**** Data shown ****

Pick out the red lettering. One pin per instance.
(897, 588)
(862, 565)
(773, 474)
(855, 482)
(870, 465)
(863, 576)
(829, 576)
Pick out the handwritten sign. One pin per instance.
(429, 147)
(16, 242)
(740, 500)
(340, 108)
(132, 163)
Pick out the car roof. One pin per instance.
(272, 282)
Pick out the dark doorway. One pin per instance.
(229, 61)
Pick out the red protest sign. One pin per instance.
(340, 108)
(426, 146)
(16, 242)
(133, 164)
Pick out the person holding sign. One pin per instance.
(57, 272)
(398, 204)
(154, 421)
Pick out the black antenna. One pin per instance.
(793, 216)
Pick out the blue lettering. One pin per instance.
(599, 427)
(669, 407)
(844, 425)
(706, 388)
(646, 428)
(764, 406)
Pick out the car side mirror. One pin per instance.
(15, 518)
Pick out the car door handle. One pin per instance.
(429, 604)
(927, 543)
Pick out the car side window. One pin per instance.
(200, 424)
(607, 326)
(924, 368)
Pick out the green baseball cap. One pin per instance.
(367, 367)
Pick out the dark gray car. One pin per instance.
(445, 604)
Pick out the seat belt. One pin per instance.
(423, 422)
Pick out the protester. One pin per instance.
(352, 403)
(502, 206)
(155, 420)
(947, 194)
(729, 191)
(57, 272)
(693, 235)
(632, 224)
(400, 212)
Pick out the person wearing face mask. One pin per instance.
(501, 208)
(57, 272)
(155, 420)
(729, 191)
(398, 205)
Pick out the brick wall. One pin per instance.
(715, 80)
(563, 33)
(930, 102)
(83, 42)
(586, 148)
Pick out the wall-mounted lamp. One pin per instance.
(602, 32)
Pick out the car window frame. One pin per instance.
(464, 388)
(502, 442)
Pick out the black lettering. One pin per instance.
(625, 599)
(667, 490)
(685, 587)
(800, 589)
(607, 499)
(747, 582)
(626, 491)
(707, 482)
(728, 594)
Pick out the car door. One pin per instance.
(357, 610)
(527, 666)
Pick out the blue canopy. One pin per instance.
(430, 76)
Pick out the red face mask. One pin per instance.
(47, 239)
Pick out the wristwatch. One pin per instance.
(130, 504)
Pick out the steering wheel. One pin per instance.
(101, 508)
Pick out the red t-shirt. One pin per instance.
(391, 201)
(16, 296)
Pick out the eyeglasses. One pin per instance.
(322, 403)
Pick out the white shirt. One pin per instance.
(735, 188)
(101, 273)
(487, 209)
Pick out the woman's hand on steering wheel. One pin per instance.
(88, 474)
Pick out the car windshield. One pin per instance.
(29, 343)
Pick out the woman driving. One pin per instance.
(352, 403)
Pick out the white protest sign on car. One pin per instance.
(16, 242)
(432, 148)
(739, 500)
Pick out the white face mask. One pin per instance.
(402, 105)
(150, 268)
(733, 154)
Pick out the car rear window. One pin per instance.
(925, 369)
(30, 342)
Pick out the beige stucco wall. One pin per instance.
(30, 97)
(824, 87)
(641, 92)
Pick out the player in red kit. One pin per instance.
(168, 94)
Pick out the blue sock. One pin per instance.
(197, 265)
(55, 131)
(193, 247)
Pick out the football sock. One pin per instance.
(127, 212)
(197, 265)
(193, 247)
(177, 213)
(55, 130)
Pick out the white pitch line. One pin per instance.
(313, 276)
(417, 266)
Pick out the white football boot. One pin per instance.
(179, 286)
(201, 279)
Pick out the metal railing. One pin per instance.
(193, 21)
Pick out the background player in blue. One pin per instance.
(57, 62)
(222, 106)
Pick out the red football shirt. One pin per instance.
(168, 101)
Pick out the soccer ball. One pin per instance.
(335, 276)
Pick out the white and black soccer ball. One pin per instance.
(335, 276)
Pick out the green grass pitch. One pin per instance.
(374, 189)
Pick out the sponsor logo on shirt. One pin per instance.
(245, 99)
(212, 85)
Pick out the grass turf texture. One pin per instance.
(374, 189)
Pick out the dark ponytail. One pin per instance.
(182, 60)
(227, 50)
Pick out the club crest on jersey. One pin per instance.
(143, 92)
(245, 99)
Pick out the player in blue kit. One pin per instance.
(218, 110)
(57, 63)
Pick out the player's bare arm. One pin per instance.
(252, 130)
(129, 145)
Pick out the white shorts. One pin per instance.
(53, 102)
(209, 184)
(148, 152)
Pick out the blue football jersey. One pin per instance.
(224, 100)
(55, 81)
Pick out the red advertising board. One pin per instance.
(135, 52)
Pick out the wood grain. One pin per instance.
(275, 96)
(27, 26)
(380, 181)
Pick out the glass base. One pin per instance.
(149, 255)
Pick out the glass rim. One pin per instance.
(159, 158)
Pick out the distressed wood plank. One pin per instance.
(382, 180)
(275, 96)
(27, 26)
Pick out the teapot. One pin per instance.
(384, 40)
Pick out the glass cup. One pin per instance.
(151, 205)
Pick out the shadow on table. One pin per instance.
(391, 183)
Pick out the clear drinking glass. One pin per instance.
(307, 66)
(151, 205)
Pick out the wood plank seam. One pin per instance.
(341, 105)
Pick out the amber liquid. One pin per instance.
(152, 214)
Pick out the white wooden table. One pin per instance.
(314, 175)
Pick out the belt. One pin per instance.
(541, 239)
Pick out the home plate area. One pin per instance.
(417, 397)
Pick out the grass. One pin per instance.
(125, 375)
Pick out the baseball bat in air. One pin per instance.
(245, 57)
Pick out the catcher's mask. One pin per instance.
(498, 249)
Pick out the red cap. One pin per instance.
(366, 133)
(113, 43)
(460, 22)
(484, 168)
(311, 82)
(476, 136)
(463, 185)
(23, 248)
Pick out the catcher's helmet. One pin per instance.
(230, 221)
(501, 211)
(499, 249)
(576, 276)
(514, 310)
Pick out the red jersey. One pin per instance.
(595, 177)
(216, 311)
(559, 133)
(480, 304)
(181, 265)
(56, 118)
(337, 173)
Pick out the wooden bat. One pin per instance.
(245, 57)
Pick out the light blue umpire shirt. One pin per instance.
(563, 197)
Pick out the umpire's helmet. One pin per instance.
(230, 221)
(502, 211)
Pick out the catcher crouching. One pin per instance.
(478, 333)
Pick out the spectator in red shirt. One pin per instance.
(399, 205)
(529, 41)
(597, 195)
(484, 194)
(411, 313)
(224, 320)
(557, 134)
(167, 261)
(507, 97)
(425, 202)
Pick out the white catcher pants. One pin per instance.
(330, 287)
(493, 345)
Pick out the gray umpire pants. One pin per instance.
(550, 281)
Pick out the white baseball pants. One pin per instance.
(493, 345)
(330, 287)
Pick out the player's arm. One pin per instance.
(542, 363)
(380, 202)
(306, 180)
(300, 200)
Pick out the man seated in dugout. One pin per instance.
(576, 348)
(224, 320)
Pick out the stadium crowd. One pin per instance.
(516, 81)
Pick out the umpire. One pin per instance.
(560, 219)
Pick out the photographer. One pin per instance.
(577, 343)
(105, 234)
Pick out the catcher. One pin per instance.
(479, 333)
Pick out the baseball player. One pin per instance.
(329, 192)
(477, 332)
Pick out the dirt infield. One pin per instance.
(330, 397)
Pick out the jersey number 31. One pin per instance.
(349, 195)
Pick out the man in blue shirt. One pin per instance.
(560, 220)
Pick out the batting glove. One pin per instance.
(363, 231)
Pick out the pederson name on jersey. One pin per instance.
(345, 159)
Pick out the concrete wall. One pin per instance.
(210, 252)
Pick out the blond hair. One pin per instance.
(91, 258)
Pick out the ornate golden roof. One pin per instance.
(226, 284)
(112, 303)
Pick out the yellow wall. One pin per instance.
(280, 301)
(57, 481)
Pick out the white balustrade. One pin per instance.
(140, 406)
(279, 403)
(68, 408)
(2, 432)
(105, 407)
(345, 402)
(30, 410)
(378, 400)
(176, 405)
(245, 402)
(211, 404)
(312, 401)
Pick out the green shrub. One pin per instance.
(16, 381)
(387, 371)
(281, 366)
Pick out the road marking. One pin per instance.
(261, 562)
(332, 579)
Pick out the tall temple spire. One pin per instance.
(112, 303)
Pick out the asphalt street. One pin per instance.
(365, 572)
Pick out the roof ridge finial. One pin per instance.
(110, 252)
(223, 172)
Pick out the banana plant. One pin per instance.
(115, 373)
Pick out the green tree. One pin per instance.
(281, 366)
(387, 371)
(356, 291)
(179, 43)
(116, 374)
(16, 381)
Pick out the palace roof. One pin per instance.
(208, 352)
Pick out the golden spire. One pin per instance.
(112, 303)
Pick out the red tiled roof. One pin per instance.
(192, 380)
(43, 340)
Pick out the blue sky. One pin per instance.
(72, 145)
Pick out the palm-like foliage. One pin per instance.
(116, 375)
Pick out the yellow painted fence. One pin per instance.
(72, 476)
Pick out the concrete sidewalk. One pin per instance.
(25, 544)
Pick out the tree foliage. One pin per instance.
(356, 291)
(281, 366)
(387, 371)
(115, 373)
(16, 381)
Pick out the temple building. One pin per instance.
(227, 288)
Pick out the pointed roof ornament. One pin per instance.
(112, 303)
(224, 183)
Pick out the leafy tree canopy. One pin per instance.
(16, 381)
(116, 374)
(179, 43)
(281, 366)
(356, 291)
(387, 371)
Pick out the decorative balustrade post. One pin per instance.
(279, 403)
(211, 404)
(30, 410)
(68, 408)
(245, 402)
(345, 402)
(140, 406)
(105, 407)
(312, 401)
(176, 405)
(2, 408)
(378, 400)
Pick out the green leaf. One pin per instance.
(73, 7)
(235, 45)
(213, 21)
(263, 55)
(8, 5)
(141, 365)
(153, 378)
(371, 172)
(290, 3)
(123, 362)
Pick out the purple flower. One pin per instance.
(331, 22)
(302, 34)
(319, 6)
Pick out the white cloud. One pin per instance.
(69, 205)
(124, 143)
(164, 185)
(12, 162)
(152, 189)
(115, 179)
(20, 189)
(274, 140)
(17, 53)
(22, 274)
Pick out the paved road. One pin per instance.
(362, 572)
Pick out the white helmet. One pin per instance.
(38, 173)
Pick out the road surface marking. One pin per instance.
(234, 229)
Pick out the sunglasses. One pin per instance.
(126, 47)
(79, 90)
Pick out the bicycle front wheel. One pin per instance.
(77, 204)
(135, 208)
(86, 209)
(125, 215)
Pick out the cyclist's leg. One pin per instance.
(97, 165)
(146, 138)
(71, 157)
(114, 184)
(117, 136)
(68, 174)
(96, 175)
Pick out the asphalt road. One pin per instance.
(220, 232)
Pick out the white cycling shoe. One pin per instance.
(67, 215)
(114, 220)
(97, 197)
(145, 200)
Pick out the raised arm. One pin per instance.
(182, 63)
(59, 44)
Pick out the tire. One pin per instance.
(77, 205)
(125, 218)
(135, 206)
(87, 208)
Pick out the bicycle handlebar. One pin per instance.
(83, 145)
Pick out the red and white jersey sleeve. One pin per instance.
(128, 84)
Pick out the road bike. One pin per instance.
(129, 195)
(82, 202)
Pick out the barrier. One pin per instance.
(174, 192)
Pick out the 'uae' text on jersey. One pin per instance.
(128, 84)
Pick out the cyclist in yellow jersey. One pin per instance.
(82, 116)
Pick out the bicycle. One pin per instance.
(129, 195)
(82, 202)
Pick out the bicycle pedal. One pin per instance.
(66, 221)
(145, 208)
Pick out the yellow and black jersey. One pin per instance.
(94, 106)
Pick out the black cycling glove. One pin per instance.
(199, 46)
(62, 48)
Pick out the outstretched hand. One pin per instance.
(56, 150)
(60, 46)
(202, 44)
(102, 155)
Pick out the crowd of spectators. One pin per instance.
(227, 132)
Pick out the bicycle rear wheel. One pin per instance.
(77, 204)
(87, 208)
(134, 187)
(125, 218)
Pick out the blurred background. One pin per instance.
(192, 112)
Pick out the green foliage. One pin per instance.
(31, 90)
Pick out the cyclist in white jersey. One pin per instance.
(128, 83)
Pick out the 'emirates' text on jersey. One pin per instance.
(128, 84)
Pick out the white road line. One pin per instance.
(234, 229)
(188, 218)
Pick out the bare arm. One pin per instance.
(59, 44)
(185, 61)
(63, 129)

****

■ Exercise task ■
Keep only the lines from the one containing "Pick out the white cloud." to the end of the entries, and repeat them exactly.

■ Solution to this task ■
Pick out the white cloud. One pin per instance.
(69, 205)
(124, 143)
(164, 185)
(12, 162)
(152, 189)
(115, 179)
(20, 189)
(274, 140)
(17, 53)
(22, 274)
Pick out the paved road. One pin per instance.
(362, 572)
Pick out the white helmet. One pin per instance.
(38, 173)
Pick out the road surface marking. One pin per instance.
(234, 229)
Pick out the sunglasses. One pin per instance.
(126, 47)
(79, 90)
Pick out the bicycle front wheel. One pin per instance.
(77, 204)
(135, 208)
(86, 209)
(125, 215)
Pick out the cyclist's leg. One pin per instance.
(97, 165)
(146, 138)
(71, 157)
(114, 184)
(117, 136)
(68, 174)
(96, 175)
Pick out the asphalt road. One pin per instance.
(220, 232)
Pick out the white cycling shoe. One pin per instance.
(67, 215)
(114, 220)
(97, 197)
(145, 200)
Pick out the raised arm. One pin per instance.
(182, 63)
(59, 44)
Pick out the tire. One pin per instance.
(77, 205)
(125, 218)
(135, 206)
(87, 208)
Pick out the bicycle handlebar. One pin per instance.
(83, 145)
Pick out the red and white jersey sleeve. One pin per instance.
(128, 84)
Pick out the road bike. One pin per instance.
(129, 195)
(82, 202)
Pick out the barrier. One pin per instance.
(174, 192)
Pick out the 'uae' text on jersey. One pin per instance.
(128, 84)
Pick out the cyclist in yellow jersey. One pin per instance.
(82, 116)
Pick out the bicycle. One pin per instance.
(129, 195)
(82, 202)
Pick out the bicycle pedal. One pin per instance.
(66, 221)
(145, 208)
Pick out the yellow and black jersey. One pin per instance.
(94, 106)
Pick out the black cycling glove. One pin per instance.
(199, 46)
(62, 48)
Pick out the outstretched hand. One pin per instance.
(56, 150)
(60, 46)
(202, 44)
(102, 155)
Pick out the crowd of spectators. One pin per instance.
(227, 132)
Pick out the bicycle rear wheel. One pin per instance.
(77, 204)
(87, 208)
(134, 187)
(125, 218)
Pick out the blurred background. One pin per instance.
(192, 112)
Pick out the green foliage. One pin per instance.
(31, 90)
Pick out the cyclist in white jersey. One pin per instance.
(128, 83)
Pick out the 'emirates' text on jersey. One pin per instance.
(128, 84)
Pick out the white road line. One pin per instance.
(234, 229)
(188, 218)
Pick out the bare arm. One pin per instance.
(59, 44)
(185, 61)
(63, 129)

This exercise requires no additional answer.